**Aim of the exercise**
Extract every line of the records below that contains the word "green", treating uppercase and lowercase letters as distinct.

* Begin Provided data *

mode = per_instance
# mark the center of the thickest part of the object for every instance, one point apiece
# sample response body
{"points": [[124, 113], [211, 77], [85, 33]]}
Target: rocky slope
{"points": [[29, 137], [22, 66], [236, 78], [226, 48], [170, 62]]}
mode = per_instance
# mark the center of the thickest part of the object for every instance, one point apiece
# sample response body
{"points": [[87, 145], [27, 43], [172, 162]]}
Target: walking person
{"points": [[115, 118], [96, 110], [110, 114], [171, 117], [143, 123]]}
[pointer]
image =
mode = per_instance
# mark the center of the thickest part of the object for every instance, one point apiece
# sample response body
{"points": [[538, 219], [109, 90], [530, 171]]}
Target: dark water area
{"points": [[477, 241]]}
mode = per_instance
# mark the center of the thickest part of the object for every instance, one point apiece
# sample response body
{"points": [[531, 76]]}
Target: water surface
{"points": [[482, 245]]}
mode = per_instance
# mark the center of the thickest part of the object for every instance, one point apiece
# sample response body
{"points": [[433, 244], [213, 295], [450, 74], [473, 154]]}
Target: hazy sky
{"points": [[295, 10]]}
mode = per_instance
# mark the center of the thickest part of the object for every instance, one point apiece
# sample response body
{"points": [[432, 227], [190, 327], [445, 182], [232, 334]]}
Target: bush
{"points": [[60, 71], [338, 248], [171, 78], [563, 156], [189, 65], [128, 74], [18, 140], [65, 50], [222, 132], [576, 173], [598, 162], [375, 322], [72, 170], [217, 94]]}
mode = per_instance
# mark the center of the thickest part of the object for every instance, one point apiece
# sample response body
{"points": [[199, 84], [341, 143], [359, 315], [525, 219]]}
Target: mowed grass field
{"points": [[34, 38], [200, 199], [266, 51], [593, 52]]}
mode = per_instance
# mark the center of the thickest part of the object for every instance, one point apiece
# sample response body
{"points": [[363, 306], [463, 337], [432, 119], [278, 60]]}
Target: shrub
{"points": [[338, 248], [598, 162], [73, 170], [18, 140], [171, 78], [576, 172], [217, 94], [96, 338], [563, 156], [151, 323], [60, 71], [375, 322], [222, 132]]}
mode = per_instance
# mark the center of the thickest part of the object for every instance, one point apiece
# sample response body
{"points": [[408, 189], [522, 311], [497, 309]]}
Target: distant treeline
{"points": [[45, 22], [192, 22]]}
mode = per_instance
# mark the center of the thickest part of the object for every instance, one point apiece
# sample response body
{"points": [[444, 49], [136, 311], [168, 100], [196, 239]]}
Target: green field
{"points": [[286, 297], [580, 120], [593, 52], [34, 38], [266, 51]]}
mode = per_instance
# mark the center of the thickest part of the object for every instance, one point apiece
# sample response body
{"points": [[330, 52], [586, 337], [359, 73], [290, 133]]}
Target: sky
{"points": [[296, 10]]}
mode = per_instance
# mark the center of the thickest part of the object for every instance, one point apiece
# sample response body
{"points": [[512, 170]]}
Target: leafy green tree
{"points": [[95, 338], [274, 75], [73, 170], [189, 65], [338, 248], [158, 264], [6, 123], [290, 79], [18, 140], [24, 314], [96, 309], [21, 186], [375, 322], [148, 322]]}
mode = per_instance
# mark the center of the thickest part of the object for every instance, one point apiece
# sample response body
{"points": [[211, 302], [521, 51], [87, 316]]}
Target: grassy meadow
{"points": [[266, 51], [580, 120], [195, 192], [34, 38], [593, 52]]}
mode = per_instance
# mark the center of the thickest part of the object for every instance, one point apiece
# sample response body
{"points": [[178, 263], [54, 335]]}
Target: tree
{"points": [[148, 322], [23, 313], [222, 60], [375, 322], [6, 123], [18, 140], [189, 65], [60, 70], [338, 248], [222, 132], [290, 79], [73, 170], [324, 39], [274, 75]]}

* End Provided data *
* Begin Provided data *

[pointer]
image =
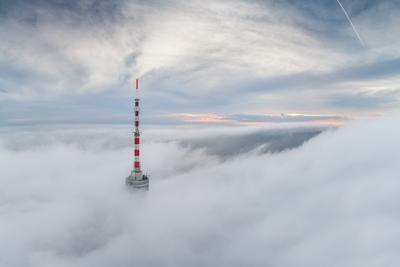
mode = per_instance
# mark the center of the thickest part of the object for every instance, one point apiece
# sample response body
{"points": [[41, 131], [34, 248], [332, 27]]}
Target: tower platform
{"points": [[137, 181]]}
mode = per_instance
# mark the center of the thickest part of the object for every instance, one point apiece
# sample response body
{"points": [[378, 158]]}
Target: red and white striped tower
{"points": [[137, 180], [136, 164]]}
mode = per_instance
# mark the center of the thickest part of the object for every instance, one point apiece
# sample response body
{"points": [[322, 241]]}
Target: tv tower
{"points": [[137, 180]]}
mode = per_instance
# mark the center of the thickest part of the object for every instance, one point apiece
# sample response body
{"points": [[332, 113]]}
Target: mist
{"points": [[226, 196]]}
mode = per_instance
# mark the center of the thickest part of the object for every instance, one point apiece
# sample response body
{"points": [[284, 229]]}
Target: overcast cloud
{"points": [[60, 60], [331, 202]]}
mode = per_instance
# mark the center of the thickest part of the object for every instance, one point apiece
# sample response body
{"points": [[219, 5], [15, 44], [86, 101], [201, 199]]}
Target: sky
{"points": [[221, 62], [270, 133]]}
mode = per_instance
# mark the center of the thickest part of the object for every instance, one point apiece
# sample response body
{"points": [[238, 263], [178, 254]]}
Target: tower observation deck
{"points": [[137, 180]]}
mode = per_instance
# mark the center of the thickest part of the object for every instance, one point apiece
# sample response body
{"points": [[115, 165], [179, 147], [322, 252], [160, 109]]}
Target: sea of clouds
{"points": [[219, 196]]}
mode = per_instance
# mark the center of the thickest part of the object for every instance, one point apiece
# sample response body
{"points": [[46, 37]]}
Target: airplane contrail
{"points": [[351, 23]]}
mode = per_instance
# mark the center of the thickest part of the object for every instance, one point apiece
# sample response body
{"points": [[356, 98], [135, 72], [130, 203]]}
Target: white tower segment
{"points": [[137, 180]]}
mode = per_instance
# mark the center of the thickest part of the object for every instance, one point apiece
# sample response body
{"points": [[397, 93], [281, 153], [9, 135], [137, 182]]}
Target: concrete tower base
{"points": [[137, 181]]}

* End Provided data *

**Answer to this problem**
Target: green field
Target: leafy green tree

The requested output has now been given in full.